Requirements
Copy word for word the lines of the records below, beginning with the line that contains "In this exercise you will mark the white ceramic" and continuing through the line that contains "<point>389,208</point>".

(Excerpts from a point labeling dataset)

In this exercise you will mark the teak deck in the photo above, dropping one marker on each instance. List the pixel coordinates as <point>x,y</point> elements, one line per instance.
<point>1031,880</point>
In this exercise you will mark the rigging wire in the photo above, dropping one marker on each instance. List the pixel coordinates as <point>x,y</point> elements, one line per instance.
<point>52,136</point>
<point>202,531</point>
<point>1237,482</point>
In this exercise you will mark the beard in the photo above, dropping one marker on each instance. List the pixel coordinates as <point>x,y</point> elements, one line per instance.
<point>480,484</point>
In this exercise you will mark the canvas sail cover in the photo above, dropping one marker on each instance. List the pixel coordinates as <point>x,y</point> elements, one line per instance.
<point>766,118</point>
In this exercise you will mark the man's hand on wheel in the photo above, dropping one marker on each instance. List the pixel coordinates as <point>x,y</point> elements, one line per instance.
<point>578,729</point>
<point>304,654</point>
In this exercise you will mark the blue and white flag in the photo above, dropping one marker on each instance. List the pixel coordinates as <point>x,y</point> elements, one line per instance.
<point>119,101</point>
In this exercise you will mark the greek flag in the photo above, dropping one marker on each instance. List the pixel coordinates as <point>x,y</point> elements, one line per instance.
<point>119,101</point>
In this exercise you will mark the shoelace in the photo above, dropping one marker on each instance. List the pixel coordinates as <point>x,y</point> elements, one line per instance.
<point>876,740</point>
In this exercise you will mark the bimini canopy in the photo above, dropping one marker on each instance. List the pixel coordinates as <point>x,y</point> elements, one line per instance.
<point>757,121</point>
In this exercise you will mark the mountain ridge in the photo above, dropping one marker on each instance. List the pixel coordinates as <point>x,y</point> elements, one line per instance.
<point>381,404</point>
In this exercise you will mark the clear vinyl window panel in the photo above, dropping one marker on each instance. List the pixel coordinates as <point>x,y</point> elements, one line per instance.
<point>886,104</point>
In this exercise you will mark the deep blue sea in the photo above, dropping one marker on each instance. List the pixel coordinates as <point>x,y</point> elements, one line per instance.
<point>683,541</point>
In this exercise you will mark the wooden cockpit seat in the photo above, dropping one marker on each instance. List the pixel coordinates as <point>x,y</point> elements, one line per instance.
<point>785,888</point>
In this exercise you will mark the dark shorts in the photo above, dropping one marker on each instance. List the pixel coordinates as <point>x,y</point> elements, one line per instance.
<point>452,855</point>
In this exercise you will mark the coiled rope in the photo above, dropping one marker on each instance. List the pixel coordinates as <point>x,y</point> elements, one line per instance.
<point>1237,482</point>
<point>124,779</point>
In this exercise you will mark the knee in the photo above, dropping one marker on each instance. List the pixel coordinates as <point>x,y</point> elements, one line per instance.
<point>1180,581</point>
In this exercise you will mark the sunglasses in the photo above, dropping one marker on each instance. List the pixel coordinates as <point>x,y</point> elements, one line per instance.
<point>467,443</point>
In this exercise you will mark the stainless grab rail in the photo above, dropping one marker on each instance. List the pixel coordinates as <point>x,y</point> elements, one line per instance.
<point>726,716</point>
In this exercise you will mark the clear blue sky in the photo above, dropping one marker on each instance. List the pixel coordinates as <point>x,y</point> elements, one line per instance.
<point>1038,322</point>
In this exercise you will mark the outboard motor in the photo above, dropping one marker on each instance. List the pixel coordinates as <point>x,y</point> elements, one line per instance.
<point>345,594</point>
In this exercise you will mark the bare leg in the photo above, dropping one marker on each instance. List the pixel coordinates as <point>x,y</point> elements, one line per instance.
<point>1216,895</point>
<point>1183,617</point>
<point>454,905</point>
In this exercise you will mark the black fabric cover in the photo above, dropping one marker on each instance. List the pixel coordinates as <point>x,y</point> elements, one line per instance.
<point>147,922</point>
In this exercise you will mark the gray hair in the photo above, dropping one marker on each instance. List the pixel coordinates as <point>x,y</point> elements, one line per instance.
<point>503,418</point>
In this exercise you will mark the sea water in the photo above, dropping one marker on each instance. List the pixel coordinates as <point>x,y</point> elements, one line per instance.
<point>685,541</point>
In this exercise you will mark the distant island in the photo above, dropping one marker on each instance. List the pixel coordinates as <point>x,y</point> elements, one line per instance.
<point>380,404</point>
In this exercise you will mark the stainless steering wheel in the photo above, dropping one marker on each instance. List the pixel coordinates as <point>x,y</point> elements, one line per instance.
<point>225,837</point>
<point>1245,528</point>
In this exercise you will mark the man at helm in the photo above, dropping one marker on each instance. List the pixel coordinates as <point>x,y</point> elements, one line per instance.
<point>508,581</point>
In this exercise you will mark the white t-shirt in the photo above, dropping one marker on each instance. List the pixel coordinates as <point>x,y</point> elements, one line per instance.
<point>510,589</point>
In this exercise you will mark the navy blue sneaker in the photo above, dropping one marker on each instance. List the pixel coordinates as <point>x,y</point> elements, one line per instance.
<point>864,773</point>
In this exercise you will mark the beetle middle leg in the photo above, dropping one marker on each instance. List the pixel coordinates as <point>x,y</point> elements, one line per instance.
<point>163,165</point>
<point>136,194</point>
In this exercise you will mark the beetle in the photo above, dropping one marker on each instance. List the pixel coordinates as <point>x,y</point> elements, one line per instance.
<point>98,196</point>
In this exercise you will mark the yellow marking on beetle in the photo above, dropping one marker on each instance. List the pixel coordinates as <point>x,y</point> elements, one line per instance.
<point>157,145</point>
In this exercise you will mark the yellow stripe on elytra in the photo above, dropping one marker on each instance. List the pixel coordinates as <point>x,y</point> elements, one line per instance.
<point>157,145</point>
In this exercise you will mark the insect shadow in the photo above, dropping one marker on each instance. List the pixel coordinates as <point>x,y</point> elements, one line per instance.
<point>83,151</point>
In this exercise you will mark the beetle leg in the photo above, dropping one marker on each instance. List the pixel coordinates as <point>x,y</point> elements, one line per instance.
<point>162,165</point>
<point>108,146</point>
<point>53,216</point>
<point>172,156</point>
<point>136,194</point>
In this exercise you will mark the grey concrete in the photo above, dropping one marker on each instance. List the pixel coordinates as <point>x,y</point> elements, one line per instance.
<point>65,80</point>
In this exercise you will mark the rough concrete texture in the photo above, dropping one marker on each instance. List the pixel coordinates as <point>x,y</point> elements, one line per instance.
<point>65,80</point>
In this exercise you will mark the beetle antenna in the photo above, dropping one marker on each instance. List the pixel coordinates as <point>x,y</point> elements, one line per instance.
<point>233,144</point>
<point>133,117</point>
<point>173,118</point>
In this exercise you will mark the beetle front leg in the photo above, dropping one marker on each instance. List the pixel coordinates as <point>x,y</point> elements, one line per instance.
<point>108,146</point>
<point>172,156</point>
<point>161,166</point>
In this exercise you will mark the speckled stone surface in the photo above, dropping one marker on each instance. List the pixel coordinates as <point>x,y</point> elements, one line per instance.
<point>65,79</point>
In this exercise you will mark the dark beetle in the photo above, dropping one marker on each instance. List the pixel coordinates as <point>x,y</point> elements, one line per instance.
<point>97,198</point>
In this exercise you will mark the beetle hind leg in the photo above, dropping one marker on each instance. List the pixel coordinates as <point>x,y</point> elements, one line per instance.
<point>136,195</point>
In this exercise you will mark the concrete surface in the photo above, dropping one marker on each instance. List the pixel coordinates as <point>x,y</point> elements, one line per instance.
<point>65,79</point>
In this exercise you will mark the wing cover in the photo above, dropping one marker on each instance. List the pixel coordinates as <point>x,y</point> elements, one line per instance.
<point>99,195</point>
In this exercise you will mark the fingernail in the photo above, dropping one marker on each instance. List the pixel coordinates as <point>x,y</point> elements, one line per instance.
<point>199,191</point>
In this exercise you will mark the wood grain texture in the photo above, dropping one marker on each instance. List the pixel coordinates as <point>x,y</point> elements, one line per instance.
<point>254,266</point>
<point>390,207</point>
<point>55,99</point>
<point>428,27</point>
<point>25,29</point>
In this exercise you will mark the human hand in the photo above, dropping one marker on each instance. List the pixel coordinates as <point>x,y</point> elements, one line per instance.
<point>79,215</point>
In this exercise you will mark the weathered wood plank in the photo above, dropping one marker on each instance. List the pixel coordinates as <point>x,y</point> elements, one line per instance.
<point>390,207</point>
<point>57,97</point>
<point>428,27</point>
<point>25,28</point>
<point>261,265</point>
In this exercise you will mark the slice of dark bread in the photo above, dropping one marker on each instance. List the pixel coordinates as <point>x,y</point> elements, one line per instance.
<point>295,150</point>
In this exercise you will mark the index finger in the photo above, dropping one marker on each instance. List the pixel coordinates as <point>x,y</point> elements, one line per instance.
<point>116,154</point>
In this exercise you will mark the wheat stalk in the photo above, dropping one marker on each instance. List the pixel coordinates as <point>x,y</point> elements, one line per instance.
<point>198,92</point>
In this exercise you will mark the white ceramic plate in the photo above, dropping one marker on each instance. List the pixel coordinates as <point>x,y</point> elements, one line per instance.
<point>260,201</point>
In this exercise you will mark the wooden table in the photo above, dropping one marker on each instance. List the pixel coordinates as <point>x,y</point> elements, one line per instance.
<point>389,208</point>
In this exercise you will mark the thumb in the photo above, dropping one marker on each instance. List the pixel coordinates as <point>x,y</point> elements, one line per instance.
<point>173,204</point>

Solution
In this exercise you will mark the white ceramic plate in the photo above, dropping one marker on each instance. List the pixel coordinates as <point>x,y</point> elements, one line per instance.
<point>260,201</point>
In this exercise you will mark the wooden table in the photo above, dropping one marker on each instance. List the pixel coordinates as <point>x,y</point> elements, one line per instance.
<point>389,208</point>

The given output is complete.